### Task goal
Gather every line in the items below that contains the string "rough".

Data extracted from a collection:

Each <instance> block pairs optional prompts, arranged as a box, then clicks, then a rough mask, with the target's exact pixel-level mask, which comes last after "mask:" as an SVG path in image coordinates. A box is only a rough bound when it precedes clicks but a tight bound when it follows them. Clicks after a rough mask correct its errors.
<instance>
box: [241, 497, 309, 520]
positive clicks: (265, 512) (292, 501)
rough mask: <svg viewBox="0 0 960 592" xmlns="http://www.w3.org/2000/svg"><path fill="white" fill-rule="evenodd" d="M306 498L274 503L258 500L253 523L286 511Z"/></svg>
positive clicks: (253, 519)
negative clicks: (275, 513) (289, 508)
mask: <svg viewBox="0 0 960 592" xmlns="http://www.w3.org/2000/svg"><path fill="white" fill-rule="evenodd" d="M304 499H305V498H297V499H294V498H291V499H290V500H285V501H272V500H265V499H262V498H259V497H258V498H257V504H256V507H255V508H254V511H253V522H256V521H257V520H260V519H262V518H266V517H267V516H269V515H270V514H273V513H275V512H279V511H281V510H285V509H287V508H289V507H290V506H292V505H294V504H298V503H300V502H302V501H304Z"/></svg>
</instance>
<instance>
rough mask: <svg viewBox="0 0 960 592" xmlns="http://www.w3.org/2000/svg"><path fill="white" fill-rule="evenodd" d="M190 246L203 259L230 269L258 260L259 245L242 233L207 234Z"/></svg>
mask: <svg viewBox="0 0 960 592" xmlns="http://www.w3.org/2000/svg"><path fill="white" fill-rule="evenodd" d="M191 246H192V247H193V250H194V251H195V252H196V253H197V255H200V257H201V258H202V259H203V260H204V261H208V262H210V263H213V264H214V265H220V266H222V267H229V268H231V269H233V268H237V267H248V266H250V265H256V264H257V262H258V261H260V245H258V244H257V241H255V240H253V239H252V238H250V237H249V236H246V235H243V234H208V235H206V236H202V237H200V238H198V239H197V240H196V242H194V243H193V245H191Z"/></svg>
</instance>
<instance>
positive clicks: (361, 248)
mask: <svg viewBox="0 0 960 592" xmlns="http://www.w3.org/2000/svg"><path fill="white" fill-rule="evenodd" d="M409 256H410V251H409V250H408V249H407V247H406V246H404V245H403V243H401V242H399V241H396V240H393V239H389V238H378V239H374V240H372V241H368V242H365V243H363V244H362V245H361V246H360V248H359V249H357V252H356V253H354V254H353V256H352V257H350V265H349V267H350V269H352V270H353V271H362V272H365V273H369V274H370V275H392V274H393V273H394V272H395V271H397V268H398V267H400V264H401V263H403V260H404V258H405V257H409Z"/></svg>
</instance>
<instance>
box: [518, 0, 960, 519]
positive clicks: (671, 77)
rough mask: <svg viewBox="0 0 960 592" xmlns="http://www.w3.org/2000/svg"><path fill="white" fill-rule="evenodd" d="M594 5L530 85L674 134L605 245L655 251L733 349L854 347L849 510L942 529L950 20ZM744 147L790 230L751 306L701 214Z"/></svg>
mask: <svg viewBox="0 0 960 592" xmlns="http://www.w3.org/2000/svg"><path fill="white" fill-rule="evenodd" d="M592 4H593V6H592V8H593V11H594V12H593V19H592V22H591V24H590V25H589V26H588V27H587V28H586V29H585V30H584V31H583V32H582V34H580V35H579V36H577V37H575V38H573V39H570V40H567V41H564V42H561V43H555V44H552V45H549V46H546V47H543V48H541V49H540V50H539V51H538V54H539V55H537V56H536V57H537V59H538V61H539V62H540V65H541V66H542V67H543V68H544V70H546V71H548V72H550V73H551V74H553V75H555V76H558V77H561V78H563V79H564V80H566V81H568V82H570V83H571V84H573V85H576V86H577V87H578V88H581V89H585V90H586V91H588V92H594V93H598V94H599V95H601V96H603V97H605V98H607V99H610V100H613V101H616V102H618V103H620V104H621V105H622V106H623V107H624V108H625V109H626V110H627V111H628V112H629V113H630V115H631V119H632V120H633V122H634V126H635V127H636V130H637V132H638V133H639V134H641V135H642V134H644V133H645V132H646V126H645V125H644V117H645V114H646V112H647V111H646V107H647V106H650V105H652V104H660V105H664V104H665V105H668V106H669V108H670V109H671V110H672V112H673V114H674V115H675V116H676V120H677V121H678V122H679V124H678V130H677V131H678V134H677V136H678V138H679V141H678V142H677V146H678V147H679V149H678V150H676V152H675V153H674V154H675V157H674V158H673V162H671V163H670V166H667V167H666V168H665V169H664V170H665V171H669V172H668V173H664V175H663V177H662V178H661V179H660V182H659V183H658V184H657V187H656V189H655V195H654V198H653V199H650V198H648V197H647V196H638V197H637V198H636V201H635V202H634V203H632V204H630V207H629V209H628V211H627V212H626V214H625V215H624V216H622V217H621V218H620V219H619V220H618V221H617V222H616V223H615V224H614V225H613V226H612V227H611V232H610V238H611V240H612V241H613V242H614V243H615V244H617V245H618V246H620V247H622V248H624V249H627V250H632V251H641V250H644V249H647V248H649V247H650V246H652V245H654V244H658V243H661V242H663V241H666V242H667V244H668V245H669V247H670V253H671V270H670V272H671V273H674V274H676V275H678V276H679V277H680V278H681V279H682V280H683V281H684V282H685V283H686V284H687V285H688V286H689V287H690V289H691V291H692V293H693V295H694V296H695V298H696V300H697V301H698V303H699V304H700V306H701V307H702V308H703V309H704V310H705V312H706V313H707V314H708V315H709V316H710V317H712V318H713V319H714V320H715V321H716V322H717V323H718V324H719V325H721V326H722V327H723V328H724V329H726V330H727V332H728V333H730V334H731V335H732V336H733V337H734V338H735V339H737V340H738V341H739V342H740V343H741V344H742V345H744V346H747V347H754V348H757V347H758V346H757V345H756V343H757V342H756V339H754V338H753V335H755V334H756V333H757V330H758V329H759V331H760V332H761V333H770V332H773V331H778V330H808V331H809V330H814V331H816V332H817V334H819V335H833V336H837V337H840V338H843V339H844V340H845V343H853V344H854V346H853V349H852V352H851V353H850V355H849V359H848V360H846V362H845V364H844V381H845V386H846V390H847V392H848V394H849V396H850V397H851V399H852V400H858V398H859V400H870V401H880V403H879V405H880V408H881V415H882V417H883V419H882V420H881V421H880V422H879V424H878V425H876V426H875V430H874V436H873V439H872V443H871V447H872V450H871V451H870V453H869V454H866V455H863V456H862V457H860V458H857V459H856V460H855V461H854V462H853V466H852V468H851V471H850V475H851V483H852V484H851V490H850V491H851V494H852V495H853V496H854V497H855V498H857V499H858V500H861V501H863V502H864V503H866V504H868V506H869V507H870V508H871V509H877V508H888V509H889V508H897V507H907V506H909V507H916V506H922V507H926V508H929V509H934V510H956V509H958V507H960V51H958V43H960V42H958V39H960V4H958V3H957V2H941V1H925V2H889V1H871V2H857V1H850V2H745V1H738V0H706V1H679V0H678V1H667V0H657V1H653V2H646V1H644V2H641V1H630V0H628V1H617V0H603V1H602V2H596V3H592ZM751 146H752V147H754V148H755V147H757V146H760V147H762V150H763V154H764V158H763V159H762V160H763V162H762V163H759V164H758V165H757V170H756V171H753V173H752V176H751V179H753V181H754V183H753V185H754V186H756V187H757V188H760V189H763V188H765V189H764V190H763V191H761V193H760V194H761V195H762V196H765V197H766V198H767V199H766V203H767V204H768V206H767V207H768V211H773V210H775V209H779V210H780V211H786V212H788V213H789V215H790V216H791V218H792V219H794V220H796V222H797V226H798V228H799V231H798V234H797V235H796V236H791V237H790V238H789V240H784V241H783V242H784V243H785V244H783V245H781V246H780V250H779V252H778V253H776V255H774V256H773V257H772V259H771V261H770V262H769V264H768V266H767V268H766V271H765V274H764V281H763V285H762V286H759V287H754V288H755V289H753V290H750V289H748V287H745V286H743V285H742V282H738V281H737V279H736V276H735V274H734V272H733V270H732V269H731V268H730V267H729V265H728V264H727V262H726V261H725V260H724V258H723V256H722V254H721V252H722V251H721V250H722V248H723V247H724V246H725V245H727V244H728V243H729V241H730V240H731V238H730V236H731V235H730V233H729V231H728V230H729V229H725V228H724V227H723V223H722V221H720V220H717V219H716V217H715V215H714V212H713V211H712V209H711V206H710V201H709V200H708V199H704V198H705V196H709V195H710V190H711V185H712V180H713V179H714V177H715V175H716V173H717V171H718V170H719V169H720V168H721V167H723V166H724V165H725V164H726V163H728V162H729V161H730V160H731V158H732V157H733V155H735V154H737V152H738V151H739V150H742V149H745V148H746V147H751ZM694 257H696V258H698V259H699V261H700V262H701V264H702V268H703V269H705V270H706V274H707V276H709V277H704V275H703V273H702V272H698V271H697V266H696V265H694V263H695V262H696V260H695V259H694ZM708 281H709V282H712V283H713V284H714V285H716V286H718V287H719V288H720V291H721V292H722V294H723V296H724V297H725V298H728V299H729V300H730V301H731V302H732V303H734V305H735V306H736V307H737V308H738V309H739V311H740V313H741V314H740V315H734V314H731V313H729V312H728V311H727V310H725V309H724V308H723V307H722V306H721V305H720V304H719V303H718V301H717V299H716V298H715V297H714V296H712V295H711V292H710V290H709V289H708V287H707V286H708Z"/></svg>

### Response for this exercise
Each <instance> block pairs optional prompts, arranged as a box, then clicks, then a rough mask, with the target's exact pixel-level mask, which comes last after "mask:" as an SVG path in image coordinates. A box is only a rough bound when it precedes clicks but a tight bound when it follows them. Clicks after a rough mask correct its errors.
rough mask: <svg viewBox="0 0 960 592" xmlns="http://www.w3.org/2000/svg"><path fill="white" fill-rule="evenodd" d="M306 498L274 503L258 500L253 523L286 511Z"/></svg>
rough mask: <svg viewBox="0 0 960 592" xmlns="http://www.w3.org/2000/svg"><path fill="white" fill-rule="evenodd" d="M190 246L203 259L230 269L258 260L259 245L242 233L207 234Z"/></svg>
rough mask: <svg viewBox="0 0 960 592" xmlns="http://www.w3.org/2000/svg"><path fill="white" fill-rule="evenodd" d="M594 5L530 85L674 134L605 245L655 251L733 349L854 347L849 510L942 529L950 20ZM744 147L790 230L751 306L701 214Z"/></svg>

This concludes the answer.